═════ EXTRACTED INFORMATION

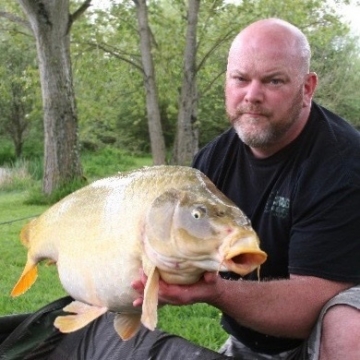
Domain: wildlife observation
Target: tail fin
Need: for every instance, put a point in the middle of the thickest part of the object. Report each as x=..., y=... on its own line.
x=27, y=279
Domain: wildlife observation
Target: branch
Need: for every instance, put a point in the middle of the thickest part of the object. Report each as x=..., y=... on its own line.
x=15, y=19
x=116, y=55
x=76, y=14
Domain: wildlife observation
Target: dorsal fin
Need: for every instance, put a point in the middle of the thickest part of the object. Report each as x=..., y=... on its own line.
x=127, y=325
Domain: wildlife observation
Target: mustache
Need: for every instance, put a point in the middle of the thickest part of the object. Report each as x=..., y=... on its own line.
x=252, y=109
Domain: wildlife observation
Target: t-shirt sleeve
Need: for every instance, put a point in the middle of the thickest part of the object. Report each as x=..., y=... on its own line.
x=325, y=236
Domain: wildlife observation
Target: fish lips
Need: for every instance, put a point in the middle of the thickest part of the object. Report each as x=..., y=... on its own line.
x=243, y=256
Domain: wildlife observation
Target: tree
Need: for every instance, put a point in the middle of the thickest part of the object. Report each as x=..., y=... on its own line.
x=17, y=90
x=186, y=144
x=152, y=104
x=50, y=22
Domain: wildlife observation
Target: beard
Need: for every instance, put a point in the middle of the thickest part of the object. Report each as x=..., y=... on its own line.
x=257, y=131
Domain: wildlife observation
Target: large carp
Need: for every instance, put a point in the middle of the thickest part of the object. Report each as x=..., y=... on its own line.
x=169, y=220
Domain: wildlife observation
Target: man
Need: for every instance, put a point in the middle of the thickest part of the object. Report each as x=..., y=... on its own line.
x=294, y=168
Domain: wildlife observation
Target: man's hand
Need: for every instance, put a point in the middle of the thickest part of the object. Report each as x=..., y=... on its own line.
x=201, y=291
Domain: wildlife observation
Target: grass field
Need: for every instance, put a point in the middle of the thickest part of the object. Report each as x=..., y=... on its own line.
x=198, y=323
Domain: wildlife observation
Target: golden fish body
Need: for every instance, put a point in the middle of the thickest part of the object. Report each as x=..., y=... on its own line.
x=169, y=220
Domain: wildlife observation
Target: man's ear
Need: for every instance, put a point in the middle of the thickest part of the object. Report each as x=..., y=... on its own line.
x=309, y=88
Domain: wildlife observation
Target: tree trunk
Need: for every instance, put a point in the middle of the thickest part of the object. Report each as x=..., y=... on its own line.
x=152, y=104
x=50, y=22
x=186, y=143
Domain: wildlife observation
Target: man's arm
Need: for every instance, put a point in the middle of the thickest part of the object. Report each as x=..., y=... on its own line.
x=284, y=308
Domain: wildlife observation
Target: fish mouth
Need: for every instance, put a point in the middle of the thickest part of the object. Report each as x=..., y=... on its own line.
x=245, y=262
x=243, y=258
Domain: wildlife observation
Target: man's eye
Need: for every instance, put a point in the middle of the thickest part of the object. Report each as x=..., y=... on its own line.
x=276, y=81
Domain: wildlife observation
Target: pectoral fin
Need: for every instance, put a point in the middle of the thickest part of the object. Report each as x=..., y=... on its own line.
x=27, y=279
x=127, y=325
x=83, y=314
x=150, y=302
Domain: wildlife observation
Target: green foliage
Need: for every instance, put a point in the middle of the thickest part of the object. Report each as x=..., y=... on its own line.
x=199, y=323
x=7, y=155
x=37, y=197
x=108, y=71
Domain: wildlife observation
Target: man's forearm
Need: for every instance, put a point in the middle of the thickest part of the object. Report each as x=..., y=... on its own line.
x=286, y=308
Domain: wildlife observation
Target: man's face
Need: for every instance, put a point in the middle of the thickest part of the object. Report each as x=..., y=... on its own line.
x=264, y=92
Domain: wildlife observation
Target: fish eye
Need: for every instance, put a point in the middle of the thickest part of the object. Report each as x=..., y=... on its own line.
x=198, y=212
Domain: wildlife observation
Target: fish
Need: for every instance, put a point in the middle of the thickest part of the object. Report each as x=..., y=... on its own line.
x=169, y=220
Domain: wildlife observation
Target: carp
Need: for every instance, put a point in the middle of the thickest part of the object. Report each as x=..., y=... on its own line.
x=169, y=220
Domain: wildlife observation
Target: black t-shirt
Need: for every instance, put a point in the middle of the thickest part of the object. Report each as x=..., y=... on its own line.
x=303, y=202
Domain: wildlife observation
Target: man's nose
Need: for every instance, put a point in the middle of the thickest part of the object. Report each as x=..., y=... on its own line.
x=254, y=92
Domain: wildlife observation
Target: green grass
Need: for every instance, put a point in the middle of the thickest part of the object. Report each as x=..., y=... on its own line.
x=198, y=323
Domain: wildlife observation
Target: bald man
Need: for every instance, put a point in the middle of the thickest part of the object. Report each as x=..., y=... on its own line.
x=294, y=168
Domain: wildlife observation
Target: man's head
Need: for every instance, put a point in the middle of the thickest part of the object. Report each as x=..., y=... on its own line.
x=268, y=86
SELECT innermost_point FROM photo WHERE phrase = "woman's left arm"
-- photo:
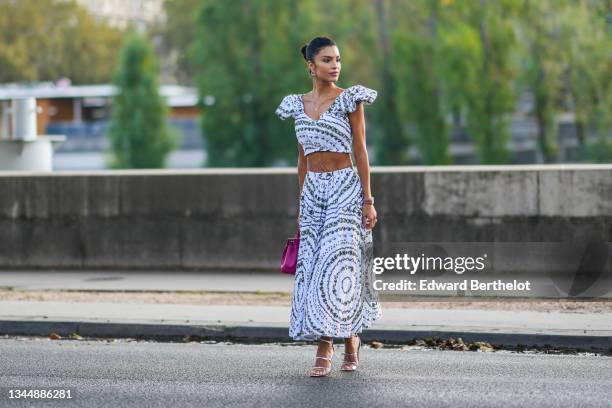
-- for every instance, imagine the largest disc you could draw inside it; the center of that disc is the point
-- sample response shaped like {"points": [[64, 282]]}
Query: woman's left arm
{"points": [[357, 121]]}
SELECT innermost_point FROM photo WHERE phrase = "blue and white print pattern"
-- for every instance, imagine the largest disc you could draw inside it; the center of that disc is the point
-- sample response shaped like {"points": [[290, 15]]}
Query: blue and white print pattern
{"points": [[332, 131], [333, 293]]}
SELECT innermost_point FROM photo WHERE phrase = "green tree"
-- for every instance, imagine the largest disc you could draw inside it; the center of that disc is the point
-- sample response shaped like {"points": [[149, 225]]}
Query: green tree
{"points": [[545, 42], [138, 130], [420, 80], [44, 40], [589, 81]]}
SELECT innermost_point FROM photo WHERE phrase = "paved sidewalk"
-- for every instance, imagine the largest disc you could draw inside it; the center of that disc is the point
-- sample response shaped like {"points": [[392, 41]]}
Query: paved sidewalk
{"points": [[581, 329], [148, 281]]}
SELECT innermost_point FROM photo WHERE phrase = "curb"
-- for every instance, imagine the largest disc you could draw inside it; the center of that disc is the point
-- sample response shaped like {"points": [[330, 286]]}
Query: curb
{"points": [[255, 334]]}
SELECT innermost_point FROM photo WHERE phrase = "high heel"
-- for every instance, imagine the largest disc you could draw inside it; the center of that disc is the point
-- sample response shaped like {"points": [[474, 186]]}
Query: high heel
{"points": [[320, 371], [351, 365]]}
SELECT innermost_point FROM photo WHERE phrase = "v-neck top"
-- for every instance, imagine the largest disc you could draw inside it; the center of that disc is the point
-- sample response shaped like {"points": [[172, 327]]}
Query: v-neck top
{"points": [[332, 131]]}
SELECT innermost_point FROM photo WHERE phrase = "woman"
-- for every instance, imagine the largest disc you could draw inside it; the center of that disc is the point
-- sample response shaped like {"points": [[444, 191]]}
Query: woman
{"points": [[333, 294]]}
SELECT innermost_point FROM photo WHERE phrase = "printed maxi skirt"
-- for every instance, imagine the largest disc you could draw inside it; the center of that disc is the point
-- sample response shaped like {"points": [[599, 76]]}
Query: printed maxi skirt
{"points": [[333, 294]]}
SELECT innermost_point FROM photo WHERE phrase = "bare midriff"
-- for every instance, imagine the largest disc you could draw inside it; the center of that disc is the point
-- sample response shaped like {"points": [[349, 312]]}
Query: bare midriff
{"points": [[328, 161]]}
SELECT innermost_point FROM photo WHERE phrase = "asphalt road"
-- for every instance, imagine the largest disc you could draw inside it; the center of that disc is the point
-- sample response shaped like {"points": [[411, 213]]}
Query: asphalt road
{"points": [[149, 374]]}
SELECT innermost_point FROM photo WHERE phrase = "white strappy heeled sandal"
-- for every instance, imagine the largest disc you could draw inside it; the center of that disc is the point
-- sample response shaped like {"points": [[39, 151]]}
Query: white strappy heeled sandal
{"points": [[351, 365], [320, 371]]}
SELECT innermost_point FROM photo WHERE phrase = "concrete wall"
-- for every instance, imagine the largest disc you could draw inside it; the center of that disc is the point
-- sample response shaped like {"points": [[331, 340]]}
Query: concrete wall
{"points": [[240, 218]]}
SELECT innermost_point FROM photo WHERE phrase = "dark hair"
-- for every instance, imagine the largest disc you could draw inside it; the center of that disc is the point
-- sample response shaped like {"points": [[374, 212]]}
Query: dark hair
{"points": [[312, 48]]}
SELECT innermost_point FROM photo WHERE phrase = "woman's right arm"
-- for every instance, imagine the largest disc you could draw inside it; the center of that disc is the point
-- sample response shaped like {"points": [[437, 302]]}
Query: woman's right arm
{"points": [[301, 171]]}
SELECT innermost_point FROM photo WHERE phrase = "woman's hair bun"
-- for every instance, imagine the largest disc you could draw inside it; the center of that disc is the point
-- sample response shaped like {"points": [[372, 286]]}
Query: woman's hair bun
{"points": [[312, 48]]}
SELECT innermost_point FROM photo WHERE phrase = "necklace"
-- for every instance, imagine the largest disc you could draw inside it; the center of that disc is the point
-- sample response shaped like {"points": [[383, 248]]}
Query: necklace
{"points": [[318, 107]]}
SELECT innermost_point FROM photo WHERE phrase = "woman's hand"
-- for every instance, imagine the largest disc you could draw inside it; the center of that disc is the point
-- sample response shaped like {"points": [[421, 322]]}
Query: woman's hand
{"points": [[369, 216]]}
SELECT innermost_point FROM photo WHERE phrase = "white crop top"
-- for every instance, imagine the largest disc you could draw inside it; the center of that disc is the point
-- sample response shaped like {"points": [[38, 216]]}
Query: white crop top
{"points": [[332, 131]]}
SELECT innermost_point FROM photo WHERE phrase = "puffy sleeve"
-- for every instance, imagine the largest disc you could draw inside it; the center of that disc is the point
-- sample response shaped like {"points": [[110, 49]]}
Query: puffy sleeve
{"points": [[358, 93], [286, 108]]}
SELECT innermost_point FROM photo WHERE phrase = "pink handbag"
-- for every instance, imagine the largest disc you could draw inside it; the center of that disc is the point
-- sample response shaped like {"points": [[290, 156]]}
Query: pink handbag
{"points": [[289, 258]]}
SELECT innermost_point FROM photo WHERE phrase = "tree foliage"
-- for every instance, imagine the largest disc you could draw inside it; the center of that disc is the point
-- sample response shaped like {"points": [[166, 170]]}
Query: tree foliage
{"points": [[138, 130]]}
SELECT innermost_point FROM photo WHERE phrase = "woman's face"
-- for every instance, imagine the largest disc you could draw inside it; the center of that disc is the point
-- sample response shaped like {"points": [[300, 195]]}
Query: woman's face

══════════

*TASK OBJECTIVE*:
Among the lines of the listing, count those containing the word "fish". Answer with the count alone.

*ANSWER SECTION*:
5